=== What you need to do ===
Please quote everything from "Of all my travels, old" down to "so to speak." in the Taklong Island travel post.

14 July 2019

TakLong way to go

Of all my travels, old and new, this one is among my favorites for one special reason: experienced it the most inconvenient yet best possible way. I would, in any day, give this a perfect score. While it’s true that there is so much in store for Iloilo or in other parts of Guimaras, our itinerary favored a rather unusual route, a road less traveled so to speak. 

The story started in the usual fashion; departed from Manila then boarded a plane straight to Cabatuan. But instead of taking the usual course to the renowned Gigantes Island, we opted to catch that 20-minute boat ride headed to Jordan via Ortiz Wharf. Shortly after, braved that long fx ride to the south end part of the island to take a leap of faith to Taklong Island. The story from there on was a little embarrassing. But looking at it from a brighter perspective, it’s actually a feat unmatched so far. This experience that we succumbed to was an accidental kind but a breakthrough one.

It was past noontime when we arrived at the tip of the Nueva Valencia tail end, gateway to the Taklong Island aka South Point Islands. It turned out the island wasn’t supposed to be open for visitors during that time and prior arrangement with the UPV Miag-ao Admin Office is necessary. With the mobile signal in the area scarce, we found ourselves clueless of what to do next hopelessly getting ourselves into that bitter pit of a situation. Clearly, we were on a brink of a massive adventure failure barely looking at our deplorable position. 

Goodness gracious, we were able to reach the right person to make this nearly impossible stint become possible, after several communications with the locals. As it turned out, our saving grace was a UP Visayas professor who happened to be a project leader of an ongoing research at that time in pursuit of the rehabilitation of the area after the severe oil spill a couple of years back. Guess the UP card worked its wonders and saved the day.

The rest of the day was spent over a short island tour course, which was more of the reflection kind of afternoon. There’s something special in the place more than its devastated beauty that got under my skin in the best, and at the same time, hard way. Traces of the recent tragedy still linger all over the place – black oil residues embracing the coastline rocks, helplessly damaged and lifeless corals, and the memory of a thousand hermit crabs that never made it alive during that dark chapter – the most precious things are indeed those those that are helpless. The spot itself speaks volumes of its truth, an undeniable story of grief, painful enough to be overlooked. All the more it hurts with the fact that humans, the supposed protectors and preservers of this gift, were the root cause of this trouble.

=== Data listing ===
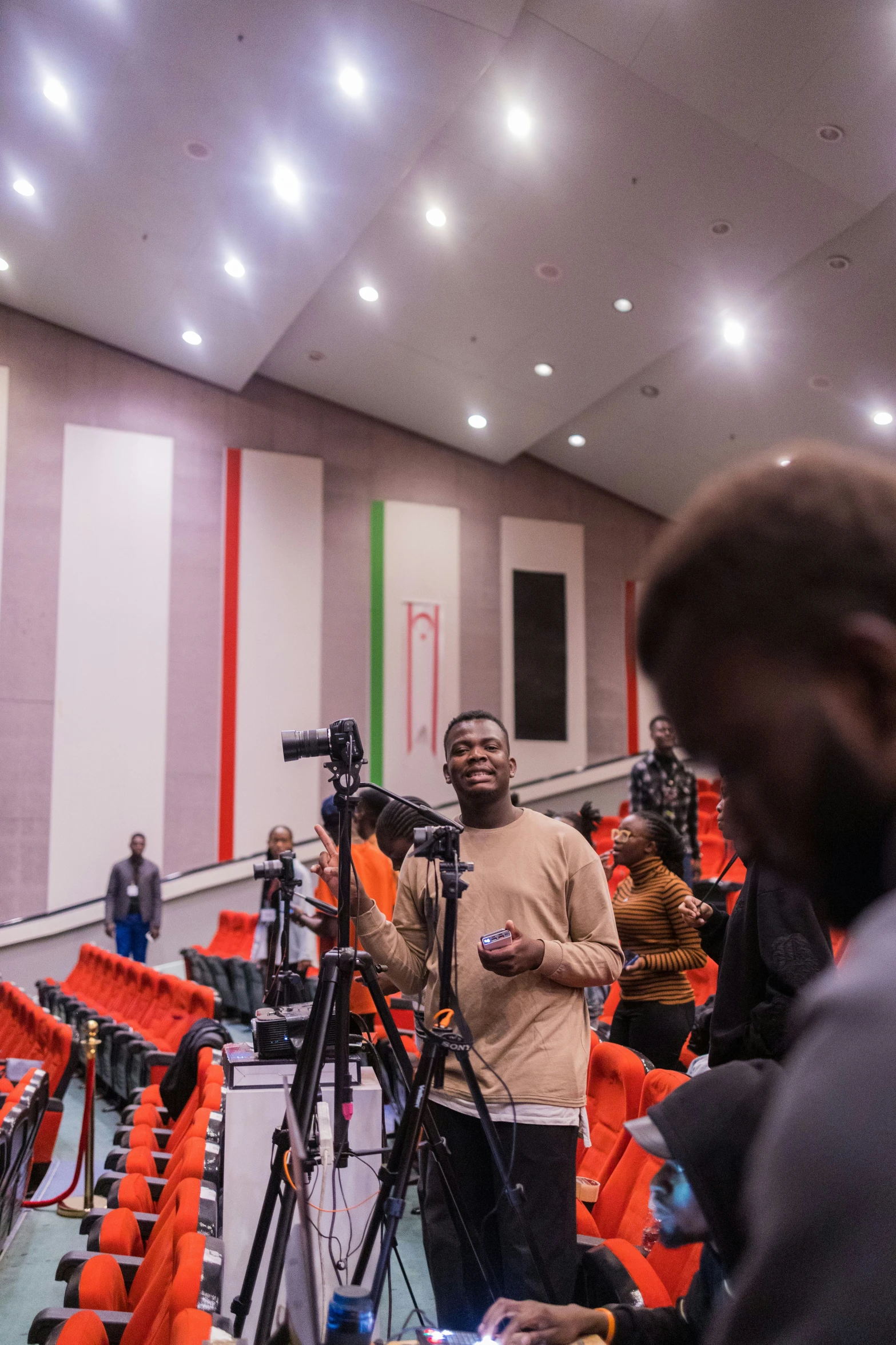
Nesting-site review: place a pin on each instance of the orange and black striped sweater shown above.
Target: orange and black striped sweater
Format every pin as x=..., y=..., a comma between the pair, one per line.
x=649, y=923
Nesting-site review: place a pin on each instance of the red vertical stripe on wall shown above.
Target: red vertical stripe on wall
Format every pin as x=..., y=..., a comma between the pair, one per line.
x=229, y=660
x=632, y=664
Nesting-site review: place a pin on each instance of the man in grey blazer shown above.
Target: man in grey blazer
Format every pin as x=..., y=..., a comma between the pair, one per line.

=== Exercise result ===
Of all my travels, old and new, this one is among my favorites for one special reason: experienced it the most inconvenient yet best possible way. I would, in any day, give this a perfect score. While it’s true that there is so much in store for Iloilo or in other parts of Guimaras, our itinerary favored a rather unusual route, a road less traveled so to speak.